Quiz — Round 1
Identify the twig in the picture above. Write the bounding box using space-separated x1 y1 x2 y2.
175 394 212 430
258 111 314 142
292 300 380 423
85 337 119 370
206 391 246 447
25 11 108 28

-------

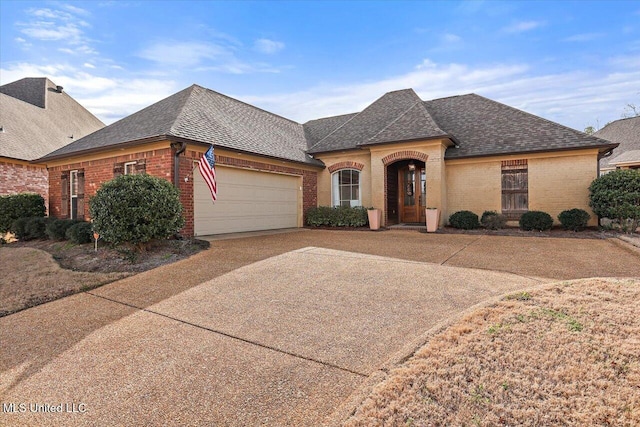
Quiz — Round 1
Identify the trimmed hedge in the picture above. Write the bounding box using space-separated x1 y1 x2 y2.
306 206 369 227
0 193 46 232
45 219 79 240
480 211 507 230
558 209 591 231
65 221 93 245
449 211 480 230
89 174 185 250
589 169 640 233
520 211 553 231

-------

▶ **Work to complete**: Display each line of the records above that contains the string "space".

▶ **Result of this task**:
Identify the twig in the picture above. Write the bounding box using space-separated x1 y1 x2 y2.
Identify the trimmed hedge in the picture above. Write the bounding box using space-separated x1 y1 x2 y2.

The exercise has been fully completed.